▶ _MATERIAL SHOWN_
== Segment start ==

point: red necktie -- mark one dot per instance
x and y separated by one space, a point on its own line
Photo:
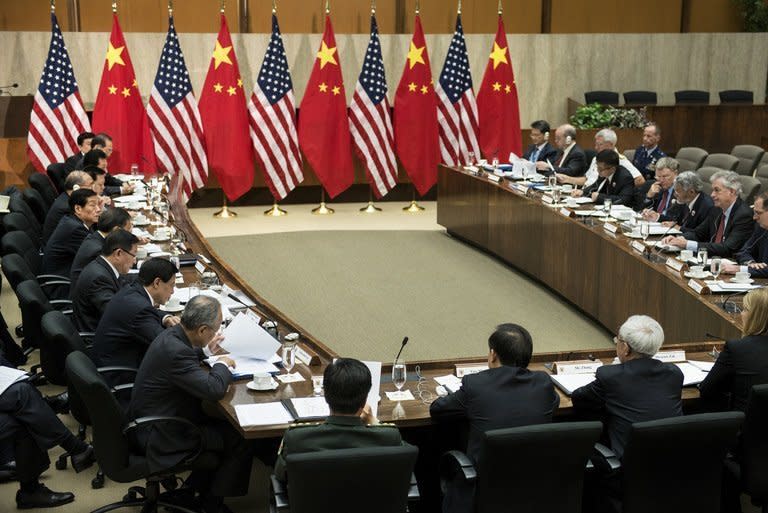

== Segment end ==
== Segment start ==

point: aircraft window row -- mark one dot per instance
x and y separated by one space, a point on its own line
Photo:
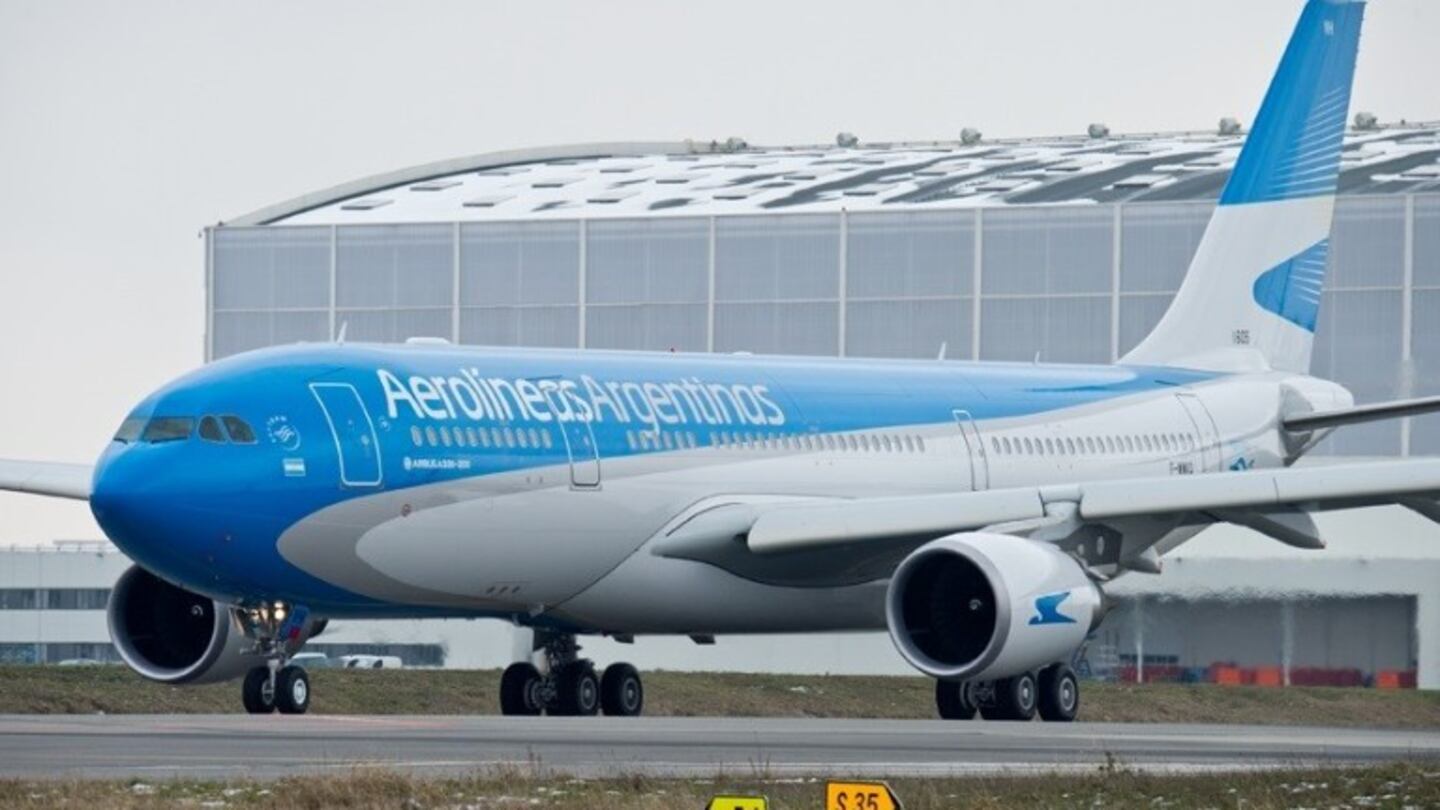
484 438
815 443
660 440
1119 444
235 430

== Segment end ==
== Segment start ==

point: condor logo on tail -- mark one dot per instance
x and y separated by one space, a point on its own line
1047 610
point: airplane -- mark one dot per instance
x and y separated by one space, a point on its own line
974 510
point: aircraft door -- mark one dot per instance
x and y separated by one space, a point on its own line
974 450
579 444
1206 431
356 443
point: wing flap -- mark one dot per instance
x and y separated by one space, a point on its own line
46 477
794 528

== Segment end ==

▶ _PROBLEM REQUIREMENTS_
Which of the lines above hold the string "instance"? Copy each one.

▶ _WRITTEN RESPONSE_
point: red necktie -- mark one dot per instance
point: aircraft window row -- mark one dot per instance
point: condor logo on tail -- mark one dot per instance
point: airplane -- mark one dot per instance
point: aircraft door -- mark one dot per instance
point: wing flap -- mark one dot per instance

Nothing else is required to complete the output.